begin

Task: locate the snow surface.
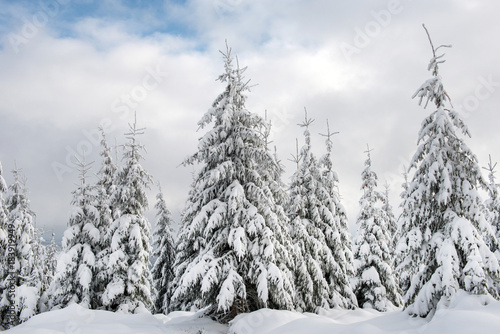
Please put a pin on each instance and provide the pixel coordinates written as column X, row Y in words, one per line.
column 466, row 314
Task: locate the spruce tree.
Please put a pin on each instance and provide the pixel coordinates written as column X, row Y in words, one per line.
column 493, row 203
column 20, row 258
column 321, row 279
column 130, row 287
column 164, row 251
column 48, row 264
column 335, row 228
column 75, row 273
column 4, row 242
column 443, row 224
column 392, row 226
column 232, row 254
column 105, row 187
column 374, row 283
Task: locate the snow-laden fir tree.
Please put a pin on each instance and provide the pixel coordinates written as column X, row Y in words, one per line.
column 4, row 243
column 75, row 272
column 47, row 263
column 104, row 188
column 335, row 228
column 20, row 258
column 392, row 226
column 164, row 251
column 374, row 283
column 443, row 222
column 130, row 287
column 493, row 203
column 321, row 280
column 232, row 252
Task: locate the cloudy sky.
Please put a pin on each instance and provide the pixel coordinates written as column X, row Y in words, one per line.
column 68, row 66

end

Write out all the rows above word for word, leaving out the picture.

→ **Written solution**
Task: locate the snow surface.
Please put a pin on each instance and provide the pixel coordinates written as column X, row Y in words, one per line.
column 466, row 314
Task: locate the spruce tree.
Please put a pin on each instance and provide the pixel coordinates written as column X, row Y in words, one per line.
column 493, row 203
column 20, row 258
column 321, row 279
column 130, row 287
column 164, row 251
column 48, row 264
column 335, row 228
column 75, row 273
column 4, row 242
column 443, row 224
column 392, row 226
column 232, row 254
column 105, row 187
column 374, row 283
Task: locate the snow-laden fir tree.
Please put a pin on each instance and provide the pixel coordinates written as column X, row Y in words, one per line.
column 4, row 243
column 75, row 272
column 47, row 263
column 104, row 188
column 335, row 228
column 20, row 258
column 392, row 226
column 164, row 251
column 374, row 283
column 443, row 222
column 130, row 287
column 493, row 203
column 321, row 280
column 232, row 252
Task: locate the cloudy sky.
Please put a pin on each instance and provide the pixel coordinates written as column X, row Y in words, one per line.
column 68, row 66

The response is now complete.